John Wayne was a well known anti-communist and patriot typical of post WWII America. He frequently used his position as a Hollywood player to make films that promoted his ideals of the American way and more often than not the end result was a laughably inaccurate but entertaining film. Witness Big Jim McLain and Jet Pilot. By the 1960's the man could hardly speak in public without denouncing the peace movement and the damage they were doing to America's effort in Vietnam. John Wayne was what every boy wanted to be and what every man wished he was. Or, at least he was until the mid sixties. Wayne had become a political dinosaur and it was starting to show.

He had studio backing though, so the Duke decided to help out in the only way he knew how, a patriotic film full of American heroes. He had done it so well in the 40's and 50's with the likes of The Sands of Iwo Jima, The Fighting SeaBees, and The Flying Leathernecks.

In 1965 Robin Moore published a novel based on the exploits of Special Forces soldiers in the highlands of Vietnam. He submitted the novel to the Department of Defense for clearance, but the book did not portray the American forces in a very good light. There were extended scenes involving the corruption of the South Vietnamese government officials and graphic descriptions of captives being tortured at the hands of American soldiers.

The DOD balked. It wasn't exactly the sort of image they were trying to portray of the events unfolding in Vietnam. Utilizing a technique that became popular when denying UFO's. The DOD approved the book with a wrap around banner claiming "Fiction, stranger than fact!" How the Fed ever believed this sort of reverse psychology would ever work on anyone older than a toddler, let alone a nation of television zombies, is beyond me. The book was a huge success.

_Record excerpts_

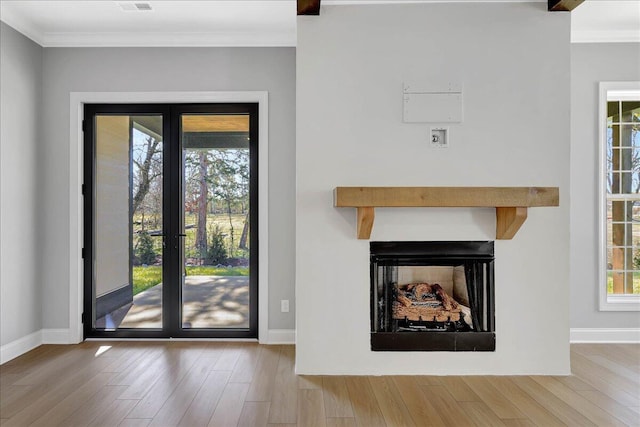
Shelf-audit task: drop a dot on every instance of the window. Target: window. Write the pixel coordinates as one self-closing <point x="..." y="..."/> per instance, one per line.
<point x="620" y="191"/>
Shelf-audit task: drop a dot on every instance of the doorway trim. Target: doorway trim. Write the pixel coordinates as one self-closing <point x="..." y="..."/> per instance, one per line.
<point x="76" y="173"/>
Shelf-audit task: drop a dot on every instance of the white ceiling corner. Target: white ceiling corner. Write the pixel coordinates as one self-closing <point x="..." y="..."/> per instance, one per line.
<point x="71" y="23"/>
<point x="169" y="23"/>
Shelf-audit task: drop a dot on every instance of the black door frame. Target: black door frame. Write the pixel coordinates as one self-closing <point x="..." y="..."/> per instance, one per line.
<point x="172" y="212"/>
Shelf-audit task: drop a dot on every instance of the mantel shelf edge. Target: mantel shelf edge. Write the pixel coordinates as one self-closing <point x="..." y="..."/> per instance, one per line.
<point x="511" y="203"/>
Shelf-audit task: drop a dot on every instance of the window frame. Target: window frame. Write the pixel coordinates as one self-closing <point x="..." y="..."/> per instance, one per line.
<point x="610" y="91"/>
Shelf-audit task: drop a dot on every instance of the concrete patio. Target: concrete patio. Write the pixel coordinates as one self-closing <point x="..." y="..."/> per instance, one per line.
<point x="208" y="302"/>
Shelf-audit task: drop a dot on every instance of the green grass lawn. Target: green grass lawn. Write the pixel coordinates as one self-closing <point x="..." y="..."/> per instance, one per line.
<point x="213" y="220"/>
<point x="636" y="283"/>
<point x="147" y="277"/>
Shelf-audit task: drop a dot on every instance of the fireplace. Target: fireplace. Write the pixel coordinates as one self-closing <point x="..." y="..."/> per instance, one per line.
<point x="432" y="296"/>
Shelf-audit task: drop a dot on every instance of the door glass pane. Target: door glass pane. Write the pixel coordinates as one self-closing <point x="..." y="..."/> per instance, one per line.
<point x="215" y="220"/>
<point x="128" y="222"/>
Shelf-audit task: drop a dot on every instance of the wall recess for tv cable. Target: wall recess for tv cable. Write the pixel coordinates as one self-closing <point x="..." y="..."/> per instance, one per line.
<point x="432" y="103"/>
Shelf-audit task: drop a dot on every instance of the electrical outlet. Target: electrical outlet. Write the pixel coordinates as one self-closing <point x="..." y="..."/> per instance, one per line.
<point x="439" y="137"/>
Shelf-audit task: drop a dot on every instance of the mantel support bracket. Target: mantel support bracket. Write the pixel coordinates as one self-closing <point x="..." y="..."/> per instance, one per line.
<point x="509" y="221"/>
<point x="366" y="215"/>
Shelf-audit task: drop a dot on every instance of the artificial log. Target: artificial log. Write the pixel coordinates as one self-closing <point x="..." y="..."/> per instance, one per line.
<point x="425" y="302"/>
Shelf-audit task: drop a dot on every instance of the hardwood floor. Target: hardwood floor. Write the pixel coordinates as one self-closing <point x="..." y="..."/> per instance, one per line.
<point x="244" y="384"/>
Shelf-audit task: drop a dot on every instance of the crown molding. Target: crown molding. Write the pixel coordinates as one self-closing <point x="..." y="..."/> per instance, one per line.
<point x="21" y="25"/>
<point x="255" y="39"/>
<point x="614" y="36"/>
<point x="363" y="2"/>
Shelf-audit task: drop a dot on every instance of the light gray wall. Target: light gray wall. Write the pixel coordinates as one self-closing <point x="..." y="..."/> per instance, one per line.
<point x="20" y="233"/>
<point x="169" y="69"/>
<point x="591" y="64"/>
<point x="512" y="60"/>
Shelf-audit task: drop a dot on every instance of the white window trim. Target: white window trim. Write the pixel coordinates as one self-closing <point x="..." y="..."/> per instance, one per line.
<point x="610" y="91"/>
<point x="77" y="101"/>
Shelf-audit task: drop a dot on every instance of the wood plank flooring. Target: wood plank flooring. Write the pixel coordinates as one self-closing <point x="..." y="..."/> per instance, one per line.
<point x="244" y="384"/>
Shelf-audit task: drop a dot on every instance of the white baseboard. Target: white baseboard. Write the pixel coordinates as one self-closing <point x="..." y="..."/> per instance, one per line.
<point x="605" y="335"/>
<point x="55" y="336"/>
<point x="20" y="346"/>
<point x="281" y="336"/>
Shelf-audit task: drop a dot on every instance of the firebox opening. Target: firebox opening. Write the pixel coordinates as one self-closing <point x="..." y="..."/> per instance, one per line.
<point x="432" y="296"/>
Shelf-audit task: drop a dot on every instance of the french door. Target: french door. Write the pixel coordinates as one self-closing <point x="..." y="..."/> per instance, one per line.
<point x="171" y="216"/>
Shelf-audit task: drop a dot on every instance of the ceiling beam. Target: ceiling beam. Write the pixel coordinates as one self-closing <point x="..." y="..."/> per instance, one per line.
<point x="557" y="5"/>
<point x="308" y="7"/>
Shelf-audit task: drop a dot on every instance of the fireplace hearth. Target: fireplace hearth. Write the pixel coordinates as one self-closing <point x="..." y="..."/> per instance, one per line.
<point x="432" y="296"/>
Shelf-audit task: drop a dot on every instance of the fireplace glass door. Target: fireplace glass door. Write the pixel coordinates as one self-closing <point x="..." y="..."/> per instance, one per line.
<point x="432" y="296"/>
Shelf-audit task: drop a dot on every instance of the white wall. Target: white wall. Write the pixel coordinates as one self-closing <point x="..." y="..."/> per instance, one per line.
<point x="20" y="194"/>
<point x="513" y="61"/>
<point x="168" y="69"/>
<point x="591" y="64"/>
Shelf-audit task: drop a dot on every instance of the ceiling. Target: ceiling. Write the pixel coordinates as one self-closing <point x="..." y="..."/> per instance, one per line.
<point x="239" y="22"/>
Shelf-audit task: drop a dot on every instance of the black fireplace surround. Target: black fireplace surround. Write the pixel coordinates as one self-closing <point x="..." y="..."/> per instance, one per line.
<point x="432" y="296"/>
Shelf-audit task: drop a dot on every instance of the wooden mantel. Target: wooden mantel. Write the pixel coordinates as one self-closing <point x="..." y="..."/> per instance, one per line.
<point x="511" y="203"/>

_Short exercise_
Repeat word for word the part of the John Wayne commentary that opens with the words containing "In 1965 Robin" and closes with "a huge success.".

_Correct result_
In 1965 Robin Moore published a novel based on the exploits of Special Forces soldiers in the highlands of Vietnam. He submitted the novel to the Department of Defense for clearance, but the book did not portray the American forces in a very good light. There were extended scenes involving the corruption of the South Vietnamese government officials and graphic descriptions of captives being tortured at the hands of American soldiers.

The DOD balked. It wasn't exactly the sort of image they were trying to portray of the events unfolding in Vietnam. Utilizing a technique that became popular when denying UFO's. The DOD approved the book with a wrap around banner claiming "Fiction, stranger than fact!" How the Fed ever believed this sort of reverse psychology would ever work on anyone older than a toddler, let alone a nation of television zombies, is beyond me. The book was a huge success.